PROVIDED TEXT -
Encourage pets for member health, cost improvements
Insurers often recommend actions their members can take to improve their health and prevent costly, stressful diseases. They also may want to consider giving out some unusual advice: Members should get a pet.
Cats and dogs provide so many benefits for their owners, including companionship, reduced stress and increased exercise. Now there's tangible evidence proving pet ownership helps improve physical and mental health.
"A powerful neurochemical, oxytocin, is released when we look at our companion animal, which brings feelings of joy," Rebecca Johnson, director of the Research Center for Human-Animal Interaction at the University of Missouri College of Veterinary Medicine, told Time magazine. "It's also accompanied by a decrease in cortisol, a stress hormone."
As a pet owner myself, I know firsthand how well those furry friends can calm our nerves and bring us joy. My dogs help boost my activity level as I walk them most days and run around and play with them in my backyard. They also offer some peace and tranquility as they cuddle up by my side each evening offering nothing but love.
"There is a bond and companionship that makes a big difference in mental health," Gary Christenson, chief medical officer at Boynton Health Service at the University of Minnesota, told Time.
The newest furry baby in our family, a puppy we adopted a few months ago, fills us all with joy as we watch her explore the world with wonder and interest. Her gusto for all things is contagious and often creates a trickle effect of hearty laughter among the people in her life. And oh can she cuddle! If I'm feeling stressed, I just call our puppy over and she devotedly curls up in my lap, offering me nothing but unconditional love. My stress always eases--how could it not?

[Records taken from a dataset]
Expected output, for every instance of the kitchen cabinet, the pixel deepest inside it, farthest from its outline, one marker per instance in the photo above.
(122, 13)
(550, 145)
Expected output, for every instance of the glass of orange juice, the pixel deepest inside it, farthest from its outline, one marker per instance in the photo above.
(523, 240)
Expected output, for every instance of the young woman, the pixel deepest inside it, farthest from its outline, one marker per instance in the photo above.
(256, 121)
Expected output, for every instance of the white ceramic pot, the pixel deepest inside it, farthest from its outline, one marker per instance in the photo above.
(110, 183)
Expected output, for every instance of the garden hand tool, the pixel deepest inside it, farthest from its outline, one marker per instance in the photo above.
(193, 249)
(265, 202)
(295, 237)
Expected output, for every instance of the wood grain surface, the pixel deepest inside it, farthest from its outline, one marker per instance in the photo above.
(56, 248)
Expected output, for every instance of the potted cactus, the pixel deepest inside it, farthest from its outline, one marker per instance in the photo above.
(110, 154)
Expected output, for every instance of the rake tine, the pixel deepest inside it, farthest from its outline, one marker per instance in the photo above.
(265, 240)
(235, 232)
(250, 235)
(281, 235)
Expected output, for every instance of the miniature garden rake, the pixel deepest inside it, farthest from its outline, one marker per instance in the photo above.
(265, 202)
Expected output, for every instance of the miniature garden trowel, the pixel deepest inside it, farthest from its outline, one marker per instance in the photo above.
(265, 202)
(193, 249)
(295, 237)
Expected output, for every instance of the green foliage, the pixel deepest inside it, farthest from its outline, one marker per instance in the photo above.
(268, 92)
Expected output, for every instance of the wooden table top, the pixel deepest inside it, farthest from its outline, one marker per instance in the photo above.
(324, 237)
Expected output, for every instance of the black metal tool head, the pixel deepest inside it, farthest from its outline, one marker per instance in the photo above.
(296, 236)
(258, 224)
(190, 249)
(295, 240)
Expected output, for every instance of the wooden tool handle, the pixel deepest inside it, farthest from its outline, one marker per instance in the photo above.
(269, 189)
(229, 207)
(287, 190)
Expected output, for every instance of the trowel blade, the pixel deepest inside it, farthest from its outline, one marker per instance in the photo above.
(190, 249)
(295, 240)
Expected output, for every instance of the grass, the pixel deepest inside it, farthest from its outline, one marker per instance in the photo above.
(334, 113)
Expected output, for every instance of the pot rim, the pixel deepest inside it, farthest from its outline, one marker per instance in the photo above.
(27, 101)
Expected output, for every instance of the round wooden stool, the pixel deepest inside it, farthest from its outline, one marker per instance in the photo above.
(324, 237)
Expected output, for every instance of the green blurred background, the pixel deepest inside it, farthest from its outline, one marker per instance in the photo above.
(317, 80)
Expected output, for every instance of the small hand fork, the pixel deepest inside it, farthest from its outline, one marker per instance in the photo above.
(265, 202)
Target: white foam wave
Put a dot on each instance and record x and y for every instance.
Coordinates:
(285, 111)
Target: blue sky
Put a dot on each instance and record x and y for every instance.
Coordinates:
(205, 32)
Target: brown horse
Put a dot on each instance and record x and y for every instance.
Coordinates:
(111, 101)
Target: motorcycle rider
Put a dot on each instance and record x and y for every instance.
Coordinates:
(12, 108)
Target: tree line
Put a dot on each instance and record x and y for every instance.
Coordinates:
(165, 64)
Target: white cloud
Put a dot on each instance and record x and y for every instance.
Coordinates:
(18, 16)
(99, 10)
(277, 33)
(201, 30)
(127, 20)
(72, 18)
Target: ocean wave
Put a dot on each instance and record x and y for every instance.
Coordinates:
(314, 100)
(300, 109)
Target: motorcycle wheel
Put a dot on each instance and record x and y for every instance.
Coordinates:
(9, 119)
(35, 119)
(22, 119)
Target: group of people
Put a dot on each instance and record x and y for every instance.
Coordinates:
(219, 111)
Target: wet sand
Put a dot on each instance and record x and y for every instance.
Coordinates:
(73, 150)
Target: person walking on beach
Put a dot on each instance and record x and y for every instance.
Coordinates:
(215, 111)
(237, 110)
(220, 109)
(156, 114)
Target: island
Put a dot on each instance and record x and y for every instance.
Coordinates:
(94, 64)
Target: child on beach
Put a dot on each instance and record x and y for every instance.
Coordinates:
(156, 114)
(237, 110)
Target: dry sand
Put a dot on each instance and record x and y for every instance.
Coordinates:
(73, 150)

WORK TASK 1 - From the article on pets and member health, reproduce the stretch from "Encourage pets for" through "should get a pet.".
WORK TASK 2 - In the article on pets and member health, what does Rebecca Johnson say decreases when oxytocin is released?
WORK TASK 3 - Continue the article on pets and member health from where it stops.

RESPONSE AREA 1 -
Encourage pets for member health, cost improvements
Insurers often recommend actions their members can take to improve their health and prevent costly, stressful diseases. They also may want to consider giving out some unusual advice: Members should get a pet.

RESPONSE AREA 2 - Cortisol, a stress hormone.

RESPONSE AREA 3 -
But don't take my word for it. Several studies have shown the health benefits of owning an animal. Here are some Time magazine gathered together:
- A survey from the Australian National Heart Foundation concluded that people who own pets, especially men, usually have lower cholesterol and triglyceride levels.
- Research from the State University of New York at Buffalo revealed blood pressure response to stress can be decreased by 50 percent among people who have a cat or dog and take medications for hypertension
- A study published in the Journal of Physical Activity & Health showed dog owners are more likely to walk than nonowners and were 54 percent more likely to meet federal recommended levels of physical activity.
- A separate study from the University of Missouri found dog owners walked an average of 300 minutes a week; nonowners walked just 168 minutes.
- A review of studies by the British Psychological Society determined that animals, dogs especially, lower stress levels and enhance self-esteem.
"The calming presence and the social bond that pets bring can be very powerful," Christenson added. "When a pet pays attention to you, they're giving you unconditional love and acceptance."